◆ THE DATA ◆
[Start of Attachment]

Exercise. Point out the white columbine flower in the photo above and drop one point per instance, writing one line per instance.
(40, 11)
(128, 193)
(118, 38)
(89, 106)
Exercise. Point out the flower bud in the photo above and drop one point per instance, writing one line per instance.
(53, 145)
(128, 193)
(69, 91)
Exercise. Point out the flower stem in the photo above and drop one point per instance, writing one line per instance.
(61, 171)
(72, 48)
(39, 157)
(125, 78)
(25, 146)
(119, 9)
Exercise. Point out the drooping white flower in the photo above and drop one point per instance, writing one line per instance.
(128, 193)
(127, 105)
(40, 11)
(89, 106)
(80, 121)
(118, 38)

[End of Attachment]

Set down only these lines, exactly: the one containing "Exercise. Point out the flower bud" and each line after it through the end of the entries above.

Exercise. Point out the flower bud in the photo above and drop one point per instance, writing one line per instance.
(53, 145)
(128, 193)
(69, 91)
Exercise. Point out the flower stem in the photo above and drop one point per instance, writing one line per instance.
(61, 171)
(72, 48)
(39, 157)
(125, 78)
(25, 146)
(119, 9)
Exercise. Point out the drooping white flower in the photo above and drop one point per instance, writing one line per instance.
(128, 193)
(127, 105)
(40, 11)
(89, 106)
(80, 121)
(118, 38)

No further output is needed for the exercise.